What you are asked to do>
Set the listing down unchanged, minus every embedded image.

Exercise input>

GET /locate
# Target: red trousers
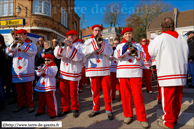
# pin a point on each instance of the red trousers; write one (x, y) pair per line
(83, 80)
(129, 87)
(25, 94)
(104, 81)
(171, 98)
(159, 92)
(147, 79)
(67, 86)
(84, 77)
(114, 84)
(48, 98)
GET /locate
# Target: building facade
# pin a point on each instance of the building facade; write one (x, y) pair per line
(108, 33)
(184, 22)
(48, 18)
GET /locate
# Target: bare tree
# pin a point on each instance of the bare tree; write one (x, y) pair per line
(113, 14)
(144, 13)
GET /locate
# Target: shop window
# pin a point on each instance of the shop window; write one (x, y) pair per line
(63, 17)
(42, 7)
(6, 7)
(111, 39)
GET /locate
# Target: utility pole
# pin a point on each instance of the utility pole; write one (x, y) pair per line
(81, 24)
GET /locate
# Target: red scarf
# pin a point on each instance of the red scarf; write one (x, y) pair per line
(51, 64)
(75, 41)
(172, 33)
(124, 41)
(94, 36)
(145, 48)
(28, 40)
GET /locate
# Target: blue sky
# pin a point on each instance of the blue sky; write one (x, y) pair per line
(93, 11)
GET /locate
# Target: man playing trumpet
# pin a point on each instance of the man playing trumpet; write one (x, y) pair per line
(129, 72)
(23, 54)
(97, 52)
(70, 72)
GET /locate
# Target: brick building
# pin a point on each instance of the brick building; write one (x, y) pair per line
(108, 33)
(48, 18)
(184, 22)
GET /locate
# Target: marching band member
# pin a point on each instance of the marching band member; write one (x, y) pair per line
(70, 72)
(146, 63)
(98, 69)
(82, 80)
(23, 69)
(46, 86)
(129, 72)
(169, 49)
(113, 69)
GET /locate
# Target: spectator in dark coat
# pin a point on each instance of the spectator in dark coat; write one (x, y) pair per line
(40, 47)
(48, 49)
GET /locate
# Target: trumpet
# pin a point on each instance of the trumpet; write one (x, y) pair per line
(132, 50)
(99, 40)
(17, 39)
(63, 44)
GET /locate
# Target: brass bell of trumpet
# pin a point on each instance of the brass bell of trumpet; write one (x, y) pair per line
(132, 50)
(62, 44)
(99, 40)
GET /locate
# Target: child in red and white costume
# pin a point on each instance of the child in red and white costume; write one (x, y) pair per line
(83, 78)
(98, 69)
(113, 68)
(146, 64)
(171, 54)
(129, 72)
(23, 54)
(46, 86)
(70, 72)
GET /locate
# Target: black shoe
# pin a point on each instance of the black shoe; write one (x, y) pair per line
(38, 114)
(159, 101)
(31, 109)
(92, 114)
(52, 117)
(75, 113)
(18, 109)
(63, 113)
(110, 116)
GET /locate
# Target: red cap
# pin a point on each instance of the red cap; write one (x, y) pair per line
(21, 31)
(127, 29)
(148, 40)
(97, 26)
(50, 56)
(80, 40)
(72, 32)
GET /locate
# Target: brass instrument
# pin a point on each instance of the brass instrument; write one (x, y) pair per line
(17, 39)
(132, 50)
(63, 44)
(99, 40)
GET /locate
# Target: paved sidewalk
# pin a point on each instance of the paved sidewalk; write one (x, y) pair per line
(185, 121)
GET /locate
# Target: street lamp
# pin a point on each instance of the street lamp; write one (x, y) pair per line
(18, 9)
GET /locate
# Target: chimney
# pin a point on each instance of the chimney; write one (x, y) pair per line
(175, 16)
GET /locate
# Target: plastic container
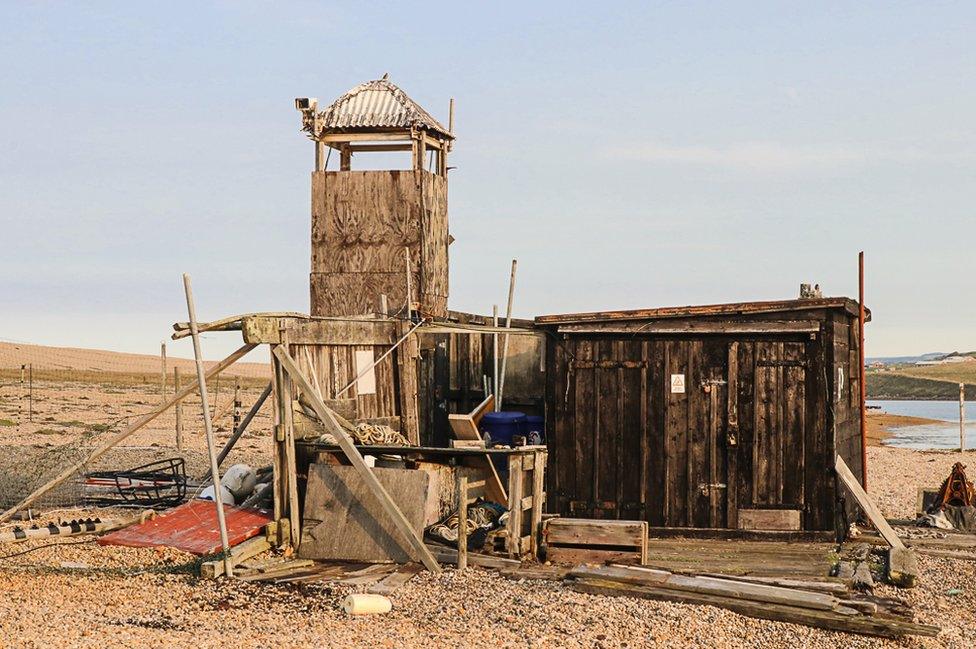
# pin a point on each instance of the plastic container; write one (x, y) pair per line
(534, 429)
(500, 426)
(366, 604)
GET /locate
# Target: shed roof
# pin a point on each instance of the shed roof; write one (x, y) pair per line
(378, 104)
(736, 308)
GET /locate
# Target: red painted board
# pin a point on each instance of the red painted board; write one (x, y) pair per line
(191, 527)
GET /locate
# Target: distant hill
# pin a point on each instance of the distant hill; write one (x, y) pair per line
(72, 359)
(905, 360)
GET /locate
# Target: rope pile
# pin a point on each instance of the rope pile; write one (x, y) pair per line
(371, 435)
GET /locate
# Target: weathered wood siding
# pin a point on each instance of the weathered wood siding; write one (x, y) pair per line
(331, 367)
(361, 223)
(754, 428)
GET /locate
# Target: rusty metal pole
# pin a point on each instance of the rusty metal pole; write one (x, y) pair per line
(861, 373)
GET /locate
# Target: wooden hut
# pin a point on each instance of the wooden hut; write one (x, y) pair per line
(723, 416)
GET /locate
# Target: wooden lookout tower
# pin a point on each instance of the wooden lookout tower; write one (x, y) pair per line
(378, 233)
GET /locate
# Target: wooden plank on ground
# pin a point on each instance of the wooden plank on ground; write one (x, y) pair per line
(883, 627)
(393, 581)
(585, 531)
(867, 505)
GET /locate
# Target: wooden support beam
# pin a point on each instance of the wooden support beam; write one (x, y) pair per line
(462, 523)
(117, 439)
(415, 544)
(407, 356)
(873, 513)
(208, 427)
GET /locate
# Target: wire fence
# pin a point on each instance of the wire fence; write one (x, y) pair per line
(58, 404)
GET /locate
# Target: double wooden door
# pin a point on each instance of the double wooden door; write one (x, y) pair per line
(680, 433)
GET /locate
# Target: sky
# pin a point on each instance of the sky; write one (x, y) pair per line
(627, 154)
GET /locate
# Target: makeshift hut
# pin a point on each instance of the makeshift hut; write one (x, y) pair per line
(723, 416)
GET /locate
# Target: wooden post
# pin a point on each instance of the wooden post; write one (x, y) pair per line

Problem solution>
GET /locate
# Target: red trousers
# pin a point on each instance of the red trousers; write one (x, y) pair per line
(83, 80)
(129, 87)
(25, 94)
(104, 81)
(171, 98)
(159, 92)
(147, 79)
(67, 86)
(84, 77)
(114, 84)
(48, 98)
GET /locate
# Target: building facade
# pin a point on each instance of the building facade; write one (x, y) pair per line
(108, 33)
(184, 22)
(48, 18)
GET /locate
# Target: bare tree
# pin a point on each instance of the bare tree; write one (x, y) pair per line
(113, 14)
(144, 13)
GET /locate
# Target: shop window
# pin a point on each instance of the shop window; write one (x, y) pair per line
(63, 17)
(42, 7)
(6, 7)
(111, 39)
GET /locate
# Target: utility pole
# pin a point on each instance of the utility pole; write one (x, y) pair per line
(81, 24)
GET /locate
# Target: red scarf
# pin a point on each instance of the red scarf; write one (x, y) pair per line
(51, 64)
(75, 41)
(172, 33)
(124, 41)
(94, 36)
(145, 48)
(28, 40)
GET /locate
# Target: blue sky
# pin a point on each instance of the blue sky; write one (x, y) pair per line
(93, 11)
GET /locate
# Target: man playing trumpet
# pin a point on each instance of the man playing trumpet; write one (x, y) pair per line
(129, 72)
(23, 54)
(97, 52)
(70, 72)
GET /locate
# Target: brick building
# pin a point on each instance of the brick building; write one (x, y) pair per line
(108, 33)
(48, 18)
(184, 22)
GET /locate
# Target: marching band member
# pin a point on each instance of the marching band member; write one (x, y) pair per line
(70, 72)
(146, 63)
(98, 69)
(82, 80)
(23, 69)
(46, 86)
(129, 72)
(169, 49)
(113, 69)
GET /locate
# Target: spectator in dark coat
# pin a point on each instance of the spectator in dark coat; write one (x, y) pair per line
(40, 47)
(48, 49)
GET /locate
# Target: trumpet
# pin a point on each instance of the trumpet; write one (x, y) pair per line
(132, 50)
(99, 40)
(17, 39)
(63, 44)
GET /locate
# Target: brass bell of trumpet
# pin a point on each instance of the brass bell of trumpet; write one (x, y) pair per line
(132, 50)
(62, 44)
(99, 40)
GET /locate
# Target: child in red and white costume
# pin a point on each instance of the child in red and white costume; write one (x, y) pair per line
(83, 78)
(98, 69)
(113, 68)
(146, 64)
(171, 54)
(129, 72)
(23, 54)
(46, 86)
(70, 72)
GET /locate
# Target: black shoe
# pin a point on each instance of the black shoe; write one (x, y) pair per line
(38, 114)
(159, 101)
(31, 109)
(92, 114)
(52, 117)
(75, 113)
(18, 109)
(63, 113)
(110, 116)
GET /locate
# Target: red cap
# pin a point on each instance of the red cap; write one (x, y) pair per line
(21, 31)
(127, 29)
(148, 40)
(97, 26)
(50, 56)
(80, 40)
(72, 32)
GET /locate
# Target: brass instrument
# pin a point on each instance of the brass instrument; write one (x, y) pair per line
(17, 39)
(132, 50)
(63, 44)
(99, 40)
GET /locate
# Target: paved sidewalk
# pin a point on each instance of the paved sidewalk; write one (x, y) pair per line
(185, 121)
GET /locate
# Target: street lamp
# pin a point on each instance of the street lamp; write one (x, y) pair per line
(18, 9)
GET /locate
# Target: chimney
# pin a point on each instance of the chimney; write one (x, y) pair per line
(175, 16)
GET /locate
# Target: plastic container
# pin a point on each instance of the plastic container; write one (x, y) pair per line
(534, 429)
(500, 426)
(366, 604)
GET /locate
# Target: shed roof
# pin a point on each instance of the shed roof; write one (x, y) pair per line
(378, 104)
(736, 308)
GET /locate
# Target: red painted board
# pin a point on each instance of the red painted board; write one (x, y) pair per line
(191, 527)
GET /locate
# Target: distant hill
# pin a point on each instance of the distant hill; write one (x, y) pair per line
(72, 359)
(905, 360)
GET /locate
# Target: rope pile
# pin a point on each instance of the rope pile; write one (x, y) pair per line
(371, 435)
GET /locate
# Target: weathered wood siding
# pin a point on each instance of the weathered wood siding; write one (x, y) pair per line
(331, 367)
(361, 223)
(754, 428)
GET /locate
# Target: rusty metal pole
# pin a point on each instance of the rusty metal pole; write one (x, y) pair per line
(861, 373)
GET /locate
# Target: wooden hut
# pin a point on each instance of the wooden hut; write one (x, y) pair per line
(723, 416)
GET /locate
# Target: wooden lookout tower
# pin a point on each instance of the wooden lookout tower; write one (x, y) pair per line
(378, 233)
GET /locate
# Target: wooden plank on ground
# pin a point on each instance of the wooden plank on ground; write one (x, y) pair per line
(883, 627)
(393, 581)
(585, 531)
(867, 505)
GET /locate
# Target: wooden support beam
# pin a point on each instance of the wooden support beam; write one (x, y) pair per line
(462, 523)
(117, 439)
(415, 544)
(407, 356)
(873, 513)
(208, 427)
GET /locate
# Target: wire fence
# pin a point on each instance of the wire fence; write one (x, y) pair per line
(58, 404)
GET /locate
# Target: double wooden door
# pin a point on each instance of the double wooden door; write one (x, y) pair per line
(680, 433)
GET /locate
# Target: sky
# pin a point on each instance of the sky; write one (x, y) pair per line
(627, 154)
GET /locate
# Target: makeshift hut
# pin a point on each instance of the makeshift hut; write one (x, y) pair per line
(723, 416)
GET /locate
# Target: wooden post
# pin a point on each instance of the wooden post; write one (x, y) pair per line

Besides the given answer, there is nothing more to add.